#### [Material supplied]

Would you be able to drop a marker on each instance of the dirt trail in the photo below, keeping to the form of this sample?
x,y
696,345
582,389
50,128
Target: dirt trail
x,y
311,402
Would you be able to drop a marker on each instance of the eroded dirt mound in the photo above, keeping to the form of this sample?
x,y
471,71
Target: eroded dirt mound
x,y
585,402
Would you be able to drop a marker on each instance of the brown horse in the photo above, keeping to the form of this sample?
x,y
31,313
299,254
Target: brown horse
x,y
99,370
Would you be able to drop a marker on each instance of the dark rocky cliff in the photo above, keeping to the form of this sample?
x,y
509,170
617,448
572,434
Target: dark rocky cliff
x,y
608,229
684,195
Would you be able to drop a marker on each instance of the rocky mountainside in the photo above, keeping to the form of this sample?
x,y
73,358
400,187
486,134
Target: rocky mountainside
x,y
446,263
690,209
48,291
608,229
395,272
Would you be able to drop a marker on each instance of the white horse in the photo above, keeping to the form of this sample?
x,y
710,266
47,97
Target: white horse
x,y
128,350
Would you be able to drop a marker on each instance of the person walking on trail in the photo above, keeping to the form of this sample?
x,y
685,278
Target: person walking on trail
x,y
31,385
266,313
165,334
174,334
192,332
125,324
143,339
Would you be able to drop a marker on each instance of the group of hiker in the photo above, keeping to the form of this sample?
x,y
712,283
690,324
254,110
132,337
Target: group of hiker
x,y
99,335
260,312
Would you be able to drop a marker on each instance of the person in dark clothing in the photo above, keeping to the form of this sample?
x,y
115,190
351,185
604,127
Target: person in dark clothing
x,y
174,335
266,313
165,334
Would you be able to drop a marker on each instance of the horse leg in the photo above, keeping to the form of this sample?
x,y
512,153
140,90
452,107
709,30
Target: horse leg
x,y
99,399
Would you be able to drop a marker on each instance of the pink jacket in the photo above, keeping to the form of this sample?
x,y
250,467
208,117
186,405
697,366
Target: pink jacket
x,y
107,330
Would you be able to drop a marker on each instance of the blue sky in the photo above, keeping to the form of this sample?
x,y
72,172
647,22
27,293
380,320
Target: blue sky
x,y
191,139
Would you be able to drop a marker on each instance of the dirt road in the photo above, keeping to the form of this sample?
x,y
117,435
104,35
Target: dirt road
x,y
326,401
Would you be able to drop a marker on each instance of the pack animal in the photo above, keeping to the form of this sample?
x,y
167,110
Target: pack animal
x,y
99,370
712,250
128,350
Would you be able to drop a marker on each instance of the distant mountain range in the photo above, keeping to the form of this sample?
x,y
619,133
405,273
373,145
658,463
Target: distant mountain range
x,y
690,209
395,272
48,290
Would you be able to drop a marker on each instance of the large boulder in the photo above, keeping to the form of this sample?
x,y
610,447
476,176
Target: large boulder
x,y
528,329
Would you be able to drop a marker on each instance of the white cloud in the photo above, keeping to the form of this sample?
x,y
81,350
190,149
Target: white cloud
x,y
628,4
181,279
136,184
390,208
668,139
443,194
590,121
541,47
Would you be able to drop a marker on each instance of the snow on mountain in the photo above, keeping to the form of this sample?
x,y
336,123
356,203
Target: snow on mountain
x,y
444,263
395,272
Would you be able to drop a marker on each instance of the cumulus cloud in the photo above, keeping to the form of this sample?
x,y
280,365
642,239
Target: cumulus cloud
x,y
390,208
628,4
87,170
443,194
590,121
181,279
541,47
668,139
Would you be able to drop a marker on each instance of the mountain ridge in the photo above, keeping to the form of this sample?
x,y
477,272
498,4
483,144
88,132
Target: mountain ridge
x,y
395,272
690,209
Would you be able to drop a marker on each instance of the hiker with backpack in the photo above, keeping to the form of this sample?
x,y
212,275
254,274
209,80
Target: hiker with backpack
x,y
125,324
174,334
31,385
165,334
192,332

#### [Exercise requirements]
Retyping every line above exactly is all that is needed.

#### [Finished task]
Would you be able to drop a marker on each instance of the dirt trail in the photo below, keeping to the form of this sample?
x,y
696,345
582,389
50,128
Target: dirt trail
x,y
311,402
Would you be able to drop a marker on each instance of the eroded dirt mound in the photo above, keeping to the form of this sample?
x,y
471,71
Target: eroded dirt mound
x,y
585,402
Would you be able to drop a marker on each instance of the brown horse in the photo above, keeping to the form of this sample?
x,y
31,313
299,254
Target: brown horse
x,y
99,370
Would you be able to drop a marker on each instance of the dark rocky cliff in the photo above, keeping to the form of this sample?
x,y
509,170
617,448
572,434
Target: dark rocky cliff
x,y
608,229
684,195
Would you be able to drop a marker on each instance of the rocky mountainside in the photo above, keeping to the form of this sample?
x,y
73,358
400,187
486,134
Target: rocky mountainside
x,y
446,263
690,209
48,291
608,229
395,272
Would you be able to drop a marker on each instance of the white horse in the photo above, keeping to the form of this sample?
x,y
710,266
47,97
Target: white horse
x,y
128,350
Would you be able to drop a marker on each instance of the person walking on trail in the photo above, keeping to the form of this sample?
x,y
685,278
Target: person walking on trail
x,y
31,385
266,313
165,334
174,334
192,332
125,324
143,339
Would you be able to drop a marker on each instance of the group of hiker in the photo above, keeping to the form of this sample?
x,y
712,283
690,324
254,110
132,337
Target: group of hiker
x,y
99,335
260,312
Would you be able to drop a marker on each instance of the person in dark clothing in the photo above, keeping to the form of this sample?
x,y
115,190
351,185
604,127
Target: person in dark clothing
x,y
174,335
266,313
165,334
Would you be able to drop a marker on each instance of the horse leg in the photo above, keeping to the form of this sample?
x,y
512,153
140,90
452,107
709,30
Target: horse leg
x,y
99,399
Would you be able to drop a marker on each instance of the pink jacket in the photo above, keeping to the form of this sample?
x,y
250,467
208,117
186,405
697,366
Target: pink jacket
x,y
107,330
Would you be able to drop a marker on each instance of the blue sky in the photo above, keeping to the form of this sample?
x,y
72,172
647,22
27,293
380,320
Target: blue sky
x,y
191,139
Would you be able to drop a marker on each instance of the dirt road in the photo above, keeping to the form of this sample?
x,y
117,435
104,35
Target: dirt road
x,y
326,401
Would you be able to drop a marker on each instance of the pack animal in the photo above, keeping to the form of this sample?
x,y
167,110
Target: pack animal
x,y
99,370
712,250
128,350
Would you be able to drop a marker on each instance of the distant mountain range in the photo above, keeping to the form of this sample?
x,y
619,133
405,273
373,145
658,463
Target: distant mountain range
x,y
690,209
395,272
48,290
Would you be able to drop a marker on each instance of the large boulder in the photo above, keeping to the form of this sample?
x,y
610,447
476,176
Target: large boulder
x,y
528,329
Would you be able to drop a marker on each instance of the white cloud in the photo above, keeping to the form of this sample?
x,y
81,350
190,149
Target: white cloud
x,y
628,4
181,279
136,184
390,208
668,139
443,194
590,121
541,47
Would you be able to drop a marker on each instance of the snow on mountain in the photo above, keeping to the form of this sample?
x,y
336,123
356,203
Target: snow on mountain
x,y
444,263
395,272
Would you be able to drop a marker on each instance of the cumulus cloud in the photo above, keeping to the form of this sample?
x,y
280,365
642,239
Target: cumulus cloud
x,y
390,208
628,4
87,170
443,194
590,121
181,279
541,47
668,139
Would you be able to drop a marker on each instance of the mountain ridge in the photo above, keeping to the form of this sample?
x,y
477,272
498,4
483,144
88,132
Target: mountain ridge
x,y
395,272
690,209
Would you be able to drop a marker on each instance of the hiker with backpack in the photo above, keeping to the form of this sample?
x,y
212,275
254,274
209,80
Target: hiker with backpack
x,y
125,324
174,334
31,385
165,334
192,332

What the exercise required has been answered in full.